**Objective:** Rewrite everything from the start of the items below down through the line containing "top-left (268, 325), bottom-right (312, 334)", swapping "matching region" for "matching area" and leaving all else unchanged.

**Data for this exercise:**
## begin
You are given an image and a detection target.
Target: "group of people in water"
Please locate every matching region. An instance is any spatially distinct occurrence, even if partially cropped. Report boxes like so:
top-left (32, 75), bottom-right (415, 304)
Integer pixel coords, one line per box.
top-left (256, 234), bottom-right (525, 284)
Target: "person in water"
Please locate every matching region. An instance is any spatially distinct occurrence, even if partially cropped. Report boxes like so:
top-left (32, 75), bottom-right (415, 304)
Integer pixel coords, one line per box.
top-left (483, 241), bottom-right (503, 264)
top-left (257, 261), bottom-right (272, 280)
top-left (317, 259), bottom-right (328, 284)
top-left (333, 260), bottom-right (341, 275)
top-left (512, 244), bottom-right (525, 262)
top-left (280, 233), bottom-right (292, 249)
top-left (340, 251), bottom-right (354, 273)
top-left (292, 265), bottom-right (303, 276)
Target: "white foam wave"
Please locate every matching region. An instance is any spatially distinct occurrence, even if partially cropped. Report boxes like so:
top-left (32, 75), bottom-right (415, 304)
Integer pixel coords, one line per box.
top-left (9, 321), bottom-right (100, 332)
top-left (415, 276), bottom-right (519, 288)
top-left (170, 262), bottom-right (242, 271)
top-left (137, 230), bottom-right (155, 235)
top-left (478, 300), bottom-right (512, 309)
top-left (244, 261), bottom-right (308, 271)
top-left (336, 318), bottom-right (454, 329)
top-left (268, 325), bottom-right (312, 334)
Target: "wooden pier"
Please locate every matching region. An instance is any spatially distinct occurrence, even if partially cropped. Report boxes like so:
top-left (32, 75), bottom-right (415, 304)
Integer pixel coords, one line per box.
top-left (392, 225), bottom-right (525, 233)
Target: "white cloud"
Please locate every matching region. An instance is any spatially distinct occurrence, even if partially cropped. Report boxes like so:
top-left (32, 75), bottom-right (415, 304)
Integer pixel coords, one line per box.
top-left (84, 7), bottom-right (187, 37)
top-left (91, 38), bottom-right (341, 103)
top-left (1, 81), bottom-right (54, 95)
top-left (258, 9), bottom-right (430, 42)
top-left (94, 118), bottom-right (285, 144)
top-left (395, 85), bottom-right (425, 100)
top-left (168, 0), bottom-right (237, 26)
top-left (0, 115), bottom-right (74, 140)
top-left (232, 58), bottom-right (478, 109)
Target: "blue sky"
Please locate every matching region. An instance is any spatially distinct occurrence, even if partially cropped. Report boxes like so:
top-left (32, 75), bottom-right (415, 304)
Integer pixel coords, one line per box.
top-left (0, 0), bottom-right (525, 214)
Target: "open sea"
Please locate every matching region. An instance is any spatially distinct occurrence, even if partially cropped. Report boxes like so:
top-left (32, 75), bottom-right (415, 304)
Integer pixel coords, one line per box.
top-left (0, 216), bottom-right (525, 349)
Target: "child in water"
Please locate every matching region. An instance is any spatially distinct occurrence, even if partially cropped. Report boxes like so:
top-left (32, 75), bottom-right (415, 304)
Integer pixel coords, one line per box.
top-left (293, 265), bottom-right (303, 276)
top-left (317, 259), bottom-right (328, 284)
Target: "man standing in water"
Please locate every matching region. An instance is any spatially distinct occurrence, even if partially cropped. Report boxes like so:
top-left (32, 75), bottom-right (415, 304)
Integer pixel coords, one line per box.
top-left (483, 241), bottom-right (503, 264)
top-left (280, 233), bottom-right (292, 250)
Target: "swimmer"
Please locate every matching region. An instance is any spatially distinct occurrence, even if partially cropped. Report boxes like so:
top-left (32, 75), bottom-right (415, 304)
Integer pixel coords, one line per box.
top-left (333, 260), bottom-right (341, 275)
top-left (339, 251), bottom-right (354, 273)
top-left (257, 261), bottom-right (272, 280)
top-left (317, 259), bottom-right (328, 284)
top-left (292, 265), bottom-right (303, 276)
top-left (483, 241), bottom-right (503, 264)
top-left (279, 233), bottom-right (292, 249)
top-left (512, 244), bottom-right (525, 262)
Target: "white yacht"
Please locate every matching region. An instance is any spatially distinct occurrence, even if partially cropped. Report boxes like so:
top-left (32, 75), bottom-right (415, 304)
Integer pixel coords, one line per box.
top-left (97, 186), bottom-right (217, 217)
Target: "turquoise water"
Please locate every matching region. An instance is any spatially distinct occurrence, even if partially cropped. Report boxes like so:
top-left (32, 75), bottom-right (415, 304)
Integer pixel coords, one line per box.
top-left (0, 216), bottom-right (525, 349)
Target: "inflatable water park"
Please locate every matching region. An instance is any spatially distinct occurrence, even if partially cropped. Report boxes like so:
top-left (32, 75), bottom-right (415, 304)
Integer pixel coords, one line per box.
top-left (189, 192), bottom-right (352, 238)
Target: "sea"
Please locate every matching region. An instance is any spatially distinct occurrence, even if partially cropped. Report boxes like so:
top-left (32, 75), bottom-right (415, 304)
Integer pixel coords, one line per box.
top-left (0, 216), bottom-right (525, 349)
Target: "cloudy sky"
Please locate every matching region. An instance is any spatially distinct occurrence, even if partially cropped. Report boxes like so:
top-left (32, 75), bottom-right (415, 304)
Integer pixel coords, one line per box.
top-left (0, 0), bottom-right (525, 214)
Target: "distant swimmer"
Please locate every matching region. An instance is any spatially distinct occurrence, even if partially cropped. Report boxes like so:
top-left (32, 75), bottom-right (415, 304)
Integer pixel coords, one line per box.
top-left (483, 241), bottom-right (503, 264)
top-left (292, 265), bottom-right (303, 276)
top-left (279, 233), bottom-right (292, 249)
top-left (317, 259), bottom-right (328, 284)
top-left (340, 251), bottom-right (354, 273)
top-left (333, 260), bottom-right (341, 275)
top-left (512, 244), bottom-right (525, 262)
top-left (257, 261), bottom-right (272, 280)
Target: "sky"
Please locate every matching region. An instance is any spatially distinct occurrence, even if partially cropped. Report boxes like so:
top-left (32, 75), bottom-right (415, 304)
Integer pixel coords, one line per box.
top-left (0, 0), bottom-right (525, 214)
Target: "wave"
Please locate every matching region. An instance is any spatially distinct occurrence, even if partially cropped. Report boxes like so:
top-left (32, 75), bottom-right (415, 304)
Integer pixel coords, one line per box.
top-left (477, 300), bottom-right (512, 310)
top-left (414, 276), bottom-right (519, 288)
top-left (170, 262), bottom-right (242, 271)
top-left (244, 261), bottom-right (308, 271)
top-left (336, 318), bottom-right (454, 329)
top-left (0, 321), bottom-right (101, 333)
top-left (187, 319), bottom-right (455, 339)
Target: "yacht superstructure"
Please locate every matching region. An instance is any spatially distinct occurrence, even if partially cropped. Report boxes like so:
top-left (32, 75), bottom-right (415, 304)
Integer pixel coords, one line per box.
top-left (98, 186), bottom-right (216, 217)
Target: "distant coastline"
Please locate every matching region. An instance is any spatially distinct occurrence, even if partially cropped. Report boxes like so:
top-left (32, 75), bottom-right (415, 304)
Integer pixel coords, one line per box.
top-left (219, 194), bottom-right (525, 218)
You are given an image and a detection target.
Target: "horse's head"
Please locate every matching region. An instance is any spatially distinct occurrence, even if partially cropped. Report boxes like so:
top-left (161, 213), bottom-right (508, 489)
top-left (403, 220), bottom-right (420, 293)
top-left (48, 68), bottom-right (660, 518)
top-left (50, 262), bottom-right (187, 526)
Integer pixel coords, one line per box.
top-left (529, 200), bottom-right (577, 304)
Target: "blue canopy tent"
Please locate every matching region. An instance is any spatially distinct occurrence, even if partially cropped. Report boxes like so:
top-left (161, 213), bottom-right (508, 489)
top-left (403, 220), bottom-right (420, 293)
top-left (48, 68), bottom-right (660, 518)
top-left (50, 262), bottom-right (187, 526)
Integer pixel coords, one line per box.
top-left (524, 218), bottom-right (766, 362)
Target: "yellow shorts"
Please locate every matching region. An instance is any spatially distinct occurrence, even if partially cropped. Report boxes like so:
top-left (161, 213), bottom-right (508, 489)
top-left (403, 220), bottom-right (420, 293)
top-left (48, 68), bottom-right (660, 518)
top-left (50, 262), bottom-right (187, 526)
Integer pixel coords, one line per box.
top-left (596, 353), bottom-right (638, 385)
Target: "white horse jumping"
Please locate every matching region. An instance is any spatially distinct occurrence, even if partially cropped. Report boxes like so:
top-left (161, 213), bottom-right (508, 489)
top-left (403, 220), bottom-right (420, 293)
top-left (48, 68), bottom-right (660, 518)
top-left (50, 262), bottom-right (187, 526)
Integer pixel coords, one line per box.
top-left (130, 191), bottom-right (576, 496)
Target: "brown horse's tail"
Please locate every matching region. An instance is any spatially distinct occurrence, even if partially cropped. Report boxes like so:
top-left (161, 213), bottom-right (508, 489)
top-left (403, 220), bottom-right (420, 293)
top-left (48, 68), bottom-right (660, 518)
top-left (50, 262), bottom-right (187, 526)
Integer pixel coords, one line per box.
## end
**Final result:**
You are given an image and a detection target.
Target: "group of people in water"
Please locate every matching area. An instance is any spatially distinct occurrence, even if partially cropped. Report boxes like so:
top-left (32, 75), bottom-right (415, 304)
Integer pixel coords, one line per box.
top-left (256, 234), bottom-right (525, 284)
Target: "person in water"
Please locate every matching area. An instance is any spatially distinct occurrence, even if partially cropped. Report boxes like so:
top-left (32, 75), bottom-right (415, 304)
Integer pixel coords, one line per box.
top-left (483, 241), bottom-right (503, 264)
top-left (257, 261), bottom-right (272, 280)
top-left (317, 259), bottom-right (328, 284)
top-left (333, 260), bottom-right (341, 275)
top-left (512, 244), bottom-right (525, 262)
top-left (280, 233), bottom-right (292, 249)
top-left (340, 251), bottom-right (354, 273)
top-left (292, 265), bottom-right (303, 276)
Target: "white foam wave"
Please locate every matching area. An instance is any spatially distinct occurrence, even if partially cropped. Report boxes like so:
top-left (32, 75), bottom-right (415, 304)
Integer pixel coords, one line per box.
top-left (9, 321), bottom-right (100, 332)
top-left (415, 276), bottom-right (519, 288)
top-left (170, 262), bottom-right (242, 271)
top-left (137, 230), bottom-right (155, 235)
top-left (478, 300), bottom-right (512, 309)
top-left (244, 261), bottom-right (308, 271)
top-left (336, 318), bottom-right (454, 329)
top-left (268, 325), bottom-right (312, 334)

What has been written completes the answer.